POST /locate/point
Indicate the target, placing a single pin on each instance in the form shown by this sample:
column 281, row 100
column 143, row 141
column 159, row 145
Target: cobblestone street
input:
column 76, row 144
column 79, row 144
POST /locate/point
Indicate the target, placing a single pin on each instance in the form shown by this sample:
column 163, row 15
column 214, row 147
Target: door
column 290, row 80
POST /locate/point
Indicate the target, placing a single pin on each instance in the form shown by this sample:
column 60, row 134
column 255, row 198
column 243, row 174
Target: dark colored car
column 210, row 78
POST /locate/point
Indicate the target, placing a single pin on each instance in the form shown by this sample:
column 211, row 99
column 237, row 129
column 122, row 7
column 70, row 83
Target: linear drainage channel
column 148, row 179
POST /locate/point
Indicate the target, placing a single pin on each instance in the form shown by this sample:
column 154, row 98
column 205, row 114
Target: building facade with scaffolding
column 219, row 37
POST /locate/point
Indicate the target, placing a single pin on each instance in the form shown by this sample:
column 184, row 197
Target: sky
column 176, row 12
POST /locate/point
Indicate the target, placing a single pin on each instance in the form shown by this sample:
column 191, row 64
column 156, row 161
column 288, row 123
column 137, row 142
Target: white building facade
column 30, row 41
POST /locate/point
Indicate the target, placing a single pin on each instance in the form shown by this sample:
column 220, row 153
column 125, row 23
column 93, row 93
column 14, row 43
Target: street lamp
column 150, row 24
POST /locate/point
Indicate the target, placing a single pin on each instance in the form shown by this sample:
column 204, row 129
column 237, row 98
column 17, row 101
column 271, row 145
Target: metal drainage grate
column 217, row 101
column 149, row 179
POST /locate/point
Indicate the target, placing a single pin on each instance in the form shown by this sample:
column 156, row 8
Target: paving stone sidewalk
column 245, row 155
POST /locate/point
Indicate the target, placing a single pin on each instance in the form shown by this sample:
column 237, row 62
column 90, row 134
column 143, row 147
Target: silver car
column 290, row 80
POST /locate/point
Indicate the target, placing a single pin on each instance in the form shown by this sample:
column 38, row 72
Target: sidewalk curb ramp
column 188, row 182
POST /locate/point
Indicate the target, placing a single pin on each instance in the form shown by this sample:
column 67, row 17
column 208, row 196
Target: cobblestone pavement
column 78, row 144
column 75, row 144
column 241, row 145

--- --- ---

■ **What to produce**: Transcription of all the material must be exact.

■ **Completed exercise**:
POST /locate/point
Indicate the target, placing a single pin on each instance in the form shown by this sample:
column 281, row 100
column 143, row 141
column 159, row 145
Target: cobblestone street
input:
column 76, row 144
column 79, row 144
POST /locate/point
Indicate the target, placing a single pin on each instance in the form shown by this sample:
column 163, row 15
column 214, row 147
Target: door
column 290, row 80
POST /locate/point
Indicate the target, placing a single pin on each instance in the form shown by this sample:
column 60, row 134
column 255, row 198
column 243, row 174
Target: dark colored car
column 210, row 78
POST /locate/point
Indicate the target, placing a single pin on each instance in the form shown by this sample:
column 211, row 99
column 237, row 129
column 122, row 7
column 70, row 83
Target: linear drainage channel
column 148, row 179
POST /locate/point
Indicate the target, placing a single pin on each instance in the form shown by this sample:
column 154, row 98
column 205, row 114
Target: building facade with scaffolding
column 219, row 37
POST /locate/point
Indicate the target, placing a single pin on each instance in the form shown by this sample:
column 184, row 197
Target: sky
column 176, row 12
POST /locate/point
Indicate the target, placing a single pin on each instance in the form shown by this sample:
column 191, row 64
column 156, row 161
column 288, row 123
column 137, row 142
Target: white building facade
column 30, row 41
POST /locate/point
Indicate the target, placing a single pin on each instance in the form shown by this sample:
column 220, row 153
column 125, row 23
column 93, row 93
column 14, row 43
Target: street lamp
column 150, row 24
POST /locate/point
Indicate the target, placing a single pin on each instance in the form shown by this sample:
column 204, row 129
column 237, row 98
column 17, row 101
column 271, row 145
Target: metal drainage grate
column 217, row 101
column 149, row 179
POST /locate/point
Indicate the target, placing a single pin on each instance in the form shown by this sample:
column 156, row 8
Target: paving stone sidewalk
column 245, row 155
POST /locate/point
Indicate the target, placing a single pin on each instance in the form shown by this sample:
column 237, row 62
column 90, row 134
column 143, row 147
Target: silver car
column 290, row 80
POST /locate/point
Indicate the target, placing a single pin on each instance in the form shown by this sample:
column 38, row 72
Target: sidewalk curb ramp
column 188, row 182
POST /locate/point
Indicate the target, placing a single pin on each instance in the form shown by this sample:
column 67, row 17
column 208, row 196
Target: cobblestone pavement
column 78, row 144
column 75, row 144
column 241, row 145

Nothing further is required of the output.